Indefinite Detention: Suggested letter for your MP

Address 

To : *[MP]

House of Commons 
You can write to MPs at House of Commons, London SW1A 0AA

Date: *

Dear *

Re: Indefinite detention

The UK Government’s Coalition Agreement committed the UK to end the detention of children for immigration purposes. Yarlswood Family Unit has been replaced by Cedars, opened in August 2011, with capacity to detain up to 9 families with activities provided by Barnardo’s.  Detention should be limited to 72 hours, and with ministerial authorisation, this may take place for up to 1 week.   Immigration detention, however, remains for many adults including people who have sought asylum in UK.

Quakers have released a statement arising from our concern that people are held in indefinite detention within the immigration system. We urgently call for the ending of indefinite detention, which is fundamentally unjust and causes much suffering to its victims. http://www.quaker.org.uk/news/quaker-statement-immigration-detention.

▶ [Data listing]:

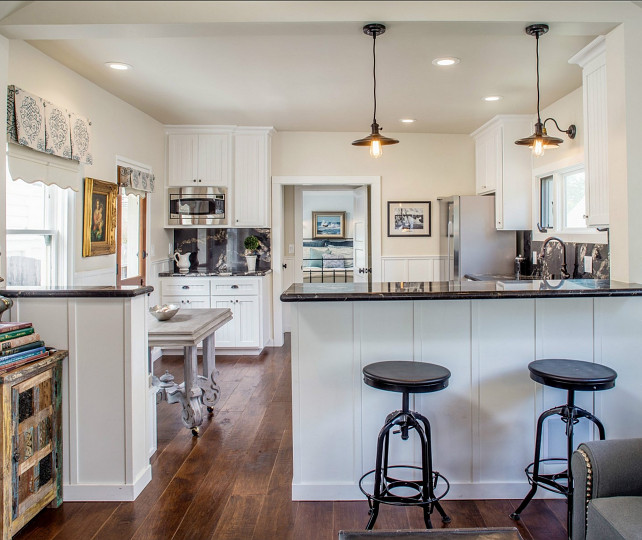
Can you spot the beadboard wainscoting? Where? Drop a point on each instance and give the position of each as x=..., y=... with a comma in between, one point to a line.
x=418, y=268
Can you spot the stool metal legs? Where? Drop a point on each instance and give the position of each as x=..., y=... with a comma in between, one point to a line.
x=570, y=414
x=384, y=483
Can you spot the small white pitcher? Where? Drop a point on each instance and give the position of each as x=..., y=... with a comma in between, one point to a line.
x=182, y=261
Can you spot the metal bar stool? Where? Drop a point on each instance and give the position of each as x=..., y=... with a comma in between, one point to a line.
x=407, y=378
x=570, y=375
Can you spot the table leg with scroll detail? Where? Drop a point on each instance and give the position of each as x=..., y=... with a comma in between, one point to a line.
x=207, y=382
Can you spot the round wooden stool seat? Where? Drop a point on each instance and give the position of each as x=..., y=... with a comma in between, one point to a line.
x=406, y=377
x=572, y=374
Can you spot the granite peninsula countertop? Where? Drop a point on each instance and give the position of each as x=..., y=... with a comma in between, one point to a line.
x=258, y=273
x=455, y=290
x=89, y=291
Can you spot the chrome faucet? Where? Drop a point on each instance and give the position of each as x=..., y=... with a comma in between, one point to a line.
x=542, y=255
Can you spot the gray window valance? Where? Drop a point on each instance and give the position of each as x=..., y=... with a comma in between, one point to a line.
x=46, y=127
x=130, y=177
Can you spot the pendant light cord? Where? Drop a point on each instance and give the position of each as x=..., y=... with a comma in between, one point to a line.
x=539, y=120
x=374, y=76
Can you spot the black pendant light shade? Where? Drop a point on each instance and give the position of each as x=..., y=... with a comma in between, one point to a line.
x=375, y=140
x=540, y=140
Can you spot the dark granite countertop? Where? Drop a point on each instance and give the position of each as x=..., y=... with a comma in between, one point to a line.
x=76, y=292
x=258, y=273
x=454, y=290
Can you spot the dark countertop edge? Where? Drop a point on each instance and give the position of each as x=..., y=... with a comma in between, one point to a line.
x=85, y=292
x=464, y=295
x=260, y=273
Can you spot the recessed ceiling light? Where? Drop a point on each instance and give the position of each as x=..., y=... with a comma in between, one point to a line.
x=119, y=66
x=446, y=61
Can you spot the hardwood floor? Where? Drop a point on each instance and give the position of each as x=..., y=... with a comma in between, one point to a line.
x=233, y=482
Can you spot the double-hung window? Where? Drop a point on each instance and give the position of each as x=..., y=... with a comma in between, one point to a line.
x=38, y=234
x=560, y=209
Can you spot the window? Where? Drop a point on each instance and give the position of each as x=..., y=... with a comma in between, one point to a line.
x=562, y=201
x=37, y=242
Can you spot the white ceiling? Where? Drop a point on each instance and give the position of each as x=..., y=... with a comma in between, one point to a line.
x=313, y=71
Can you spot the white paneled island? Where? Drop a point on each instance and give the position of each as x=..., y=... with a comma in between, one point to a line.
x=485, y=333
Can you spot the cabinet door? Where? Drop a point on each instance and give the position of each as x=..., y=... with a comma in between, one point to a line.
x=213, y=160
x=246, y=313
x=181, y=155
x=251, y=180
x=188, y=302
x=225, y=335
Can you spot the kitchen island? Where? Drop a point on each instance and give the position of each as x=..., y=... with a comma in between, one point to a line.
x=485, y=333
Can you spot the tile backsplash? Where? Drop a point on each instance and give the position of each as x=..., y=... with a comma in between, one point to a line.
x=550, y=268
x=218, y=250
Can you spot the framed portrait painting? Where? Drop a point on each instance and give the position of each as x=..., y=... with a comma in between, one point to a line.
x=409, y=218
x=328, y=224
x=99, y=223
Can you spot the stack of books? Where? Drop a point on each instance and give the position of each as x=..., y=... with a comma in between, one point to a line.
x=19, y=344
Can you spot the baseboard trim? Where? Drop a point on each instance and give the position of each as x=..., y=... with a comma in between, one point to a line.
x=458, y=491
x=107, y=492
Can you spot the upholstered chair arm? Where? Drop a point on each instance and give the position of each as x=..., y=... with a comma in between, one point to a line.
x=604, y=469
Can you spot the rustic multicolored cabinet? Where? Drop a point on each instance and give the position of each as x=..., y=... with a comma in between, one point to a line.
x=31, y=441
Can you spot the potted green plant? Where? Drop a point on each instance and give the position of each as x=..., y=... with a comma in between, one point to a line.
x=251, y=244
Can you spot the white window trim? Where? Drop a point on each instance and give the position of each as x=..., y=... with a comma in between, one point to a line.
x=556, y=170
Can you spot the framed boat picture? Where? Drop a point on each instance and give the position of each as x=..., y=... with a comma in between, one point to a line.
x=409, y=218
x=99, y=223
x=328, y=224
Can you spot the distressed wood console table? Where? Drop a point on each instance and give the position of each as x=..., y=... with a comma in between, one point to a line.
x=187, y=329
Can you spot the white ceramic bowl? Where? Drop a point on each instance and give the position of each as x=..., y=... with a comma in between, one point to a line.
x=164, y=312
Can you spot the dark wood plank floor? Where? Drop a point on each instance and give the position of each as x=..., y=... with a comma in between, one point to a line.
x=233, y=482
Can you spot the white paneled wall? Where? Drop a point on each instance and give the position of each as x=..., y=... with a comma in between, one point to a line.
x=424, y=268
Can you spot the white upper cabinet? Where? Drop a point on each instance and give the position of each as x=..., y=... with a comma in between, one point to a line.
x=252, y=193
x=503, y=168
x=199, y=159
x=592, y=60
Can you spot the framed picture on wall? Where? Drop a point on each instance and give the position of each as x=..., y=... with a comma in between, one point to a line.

▶ [Problems to work on]:
1/ Condense the paragraph of the suggested letter that begins "The UK Government’s Coalition Agreement" into a short bulleted list that keeps its main facts.
2/ In the suggested letter, take the stretch from "The UK Government’s" through "asylum in UK." and switch "72 hours" to "three days", then write out that stretch.

▶ [Responses in order]:
1/
- The Coalition Agreement committed the UK to ending child immigration detention.
- Cedars replaced Yarlswood Family Unit in August 2011. It can hold up to 9 families, and Barnardo’s provides activities.
- Detention is limited to 72 hours, or up to 1 week with ministerial authorisation.
- Immigration detention continues for many adults, including asylum seekers.

2/
The UK Government’s Coalition Agreement committed the UK to end the detention of children for immigration purposes. Yarlswood Family Unit has been replaced by Cedars, opened in August 2011, with capacity to detain up to 9 families with activities provided by Barnardo’s.  Detention should be limited to three days, and with ministerial authorisation, this may take place for up to 1 week.   Immigration detention, however, remains for many adults including people who have sought asylum in UK.